--- Begin GIVEN ENTRIES ---
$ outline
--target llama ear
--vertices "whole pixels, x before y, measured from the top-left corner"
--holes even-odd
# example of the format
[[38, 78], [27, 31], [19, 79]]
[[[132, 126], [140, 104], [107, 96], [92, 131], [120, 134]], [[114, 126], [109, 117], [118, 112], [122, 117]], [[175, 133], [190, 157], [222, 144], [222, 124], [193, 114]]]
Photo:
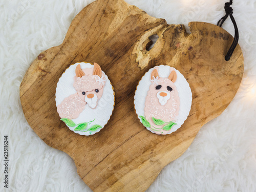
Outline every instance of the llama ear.
[[93, 63], [94, 65], [94, 69], [93, 70], [93, 75], [97, 75], [101, 77], [101, 68], [100, 68], [100, 66], [98, 63], [94, 62]]
[[80, 66], [80, 64], [78, 64], [76, 68], [76, 77], [82, 77], [82, 76], [83, 76], [85, 74], [81, 69], [81, 66]]
[[168, 78], [170, 79], [173, 82], [175, 82], [177, 80], [177, 73], [175, 70], [173, 70], [170, 72], [170, 75], [168, 77]]
[[155, 69], [151, 73], [151, 80], [154, 80], [154, 77], [155, 78], [159, 77], [159, 75], [158, 75], [158, 72], [157, 71], [157, 68]]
--- End GIVEN ENTRIES ---
▶ STATED TASK
Write out the rows again, swapping "llama ear" for "alpaca ear" everywhere it appears and keeping everything else the same. Leave out the pictures.

▶ PROBLEM SOLUTION
$ outline
--target alpaca ear
--vertices "whole pixels, x before y, measured from the top-left corner"
--holes even-odd
# example of the format
[[38, 78], [27, 31], [19, 79]]
[[[132, 126], [140, 104], [107, 96], [92, 131], [120, 134]], [[114, 126], [109, 117], [118, 112], [122, 117]], [[175, 133], [190, 157], [222, 144], [222, 124], [193, 114]]]
Photo:
Outline every instance of the alpaca ear.
[[93, 63], [94, 65], [94, 69], [93, 70], [93, 75], [97, 75], [101, 77], [101, 68], [100, 68], [100, 66], [98, 63], [94, 62]]
[[80, 66], [80, 64], [78, 64], [76, 68], [76, 77], [82, 77], [82, 76], [83, 76], [85, 74], [81, 69], [81, 66]]
[[168, 78], [170, 79], [173, 82], [175, 82], [177, 80], [177, 73], [175, 70], [173, 70], [170, 72], [170, 75], [168, 77]]
[[155, 69], [151, 73], [151, 80], [154, 80], [154, 77], [155, 78], [159, 77], [159, 75], [158, 75], [158, 72], [157, 71], [157, 68]]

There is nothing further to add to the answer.